## What is expected
Using the entries below, return word for word the lines from the one containing "Please mark the fly's thorax" up to and including the last.

BEGIN Supplied data

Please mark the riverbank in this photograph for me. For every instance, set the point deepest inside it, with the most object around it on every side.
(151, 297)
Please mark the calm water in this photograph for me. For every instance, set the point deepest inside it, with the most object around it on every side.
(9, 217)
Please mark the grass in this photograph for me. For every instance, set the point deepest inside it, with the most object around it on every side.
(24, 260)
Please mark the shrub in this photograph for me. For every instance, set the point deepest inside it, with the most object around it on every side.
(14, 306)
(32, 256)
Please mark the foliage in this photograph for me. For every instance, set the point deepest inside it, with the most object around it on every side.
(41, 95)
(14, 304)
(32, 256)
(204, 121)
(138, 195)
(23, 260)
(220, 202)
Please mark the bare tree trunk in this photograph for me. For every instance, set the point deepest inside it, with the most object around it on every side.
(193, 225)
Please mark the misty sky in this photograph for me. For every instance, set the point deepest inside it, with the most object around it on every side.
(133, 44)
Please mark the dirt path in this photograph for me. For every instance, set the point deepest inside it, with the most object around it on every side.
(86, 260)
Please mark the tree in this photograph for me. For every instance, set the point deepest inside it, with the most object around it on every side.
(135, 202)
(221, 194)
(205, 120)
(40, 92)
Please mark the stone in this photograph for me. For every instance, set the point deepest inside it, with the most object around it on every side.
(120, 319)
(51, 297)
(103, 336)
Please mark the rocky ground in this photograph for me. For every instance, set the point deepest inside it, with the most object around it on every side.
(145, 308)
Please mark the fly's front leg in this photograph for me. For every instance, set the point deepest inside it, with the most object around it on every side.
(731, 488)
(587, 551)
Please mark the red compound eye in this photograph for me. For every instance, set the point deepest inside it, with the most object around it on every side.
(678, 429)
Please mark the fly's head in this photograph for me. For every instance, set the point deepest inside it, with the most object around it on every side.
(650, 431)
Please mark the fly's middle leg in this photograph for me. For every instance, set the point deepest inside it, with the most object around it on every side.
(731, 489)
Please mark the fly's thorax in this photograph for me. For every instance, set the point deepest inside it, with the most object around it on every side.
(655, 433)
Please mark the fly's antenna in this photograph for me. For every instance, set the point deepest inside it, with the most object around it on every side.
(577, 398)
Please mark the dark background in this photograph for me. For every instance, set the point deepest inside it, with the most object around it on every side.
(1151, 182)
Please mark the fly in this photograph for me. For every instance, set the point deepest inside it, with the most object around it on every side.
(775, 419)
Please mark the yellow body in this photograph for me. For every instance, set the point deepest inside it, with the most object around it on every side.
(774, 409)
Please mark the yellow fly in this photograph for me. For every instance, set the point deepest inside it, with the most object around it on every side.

END Supplied data

## Task solution
Please mark the fly's thorax in this photograph for me. For every instance, set the point deepest inside it, with the most object around it on every side.
(655, 433)
Please mark the fly's antenna in this photograph for me. For every instance, set the point deepest inside it, with the most object around it on every side.
(577, 398)
Please mark the dark background in this photograph for me. For every instance, set the point deepest inside it, with the most object around it on every side.
(1151, 182)
Please mark the fly in this photograph for me. For every instance, set the point deepest inside it, with the most object around it on every side.
(775, 419)
Please mark the yellow body in this photograph for me. For every instance, set the point deepest inside it, with the most object around it on every side.
(774, 409)
Please mark the yellow fly in this photograph for me. For every instance, set the point deepest inside it, with the most object around it on every side.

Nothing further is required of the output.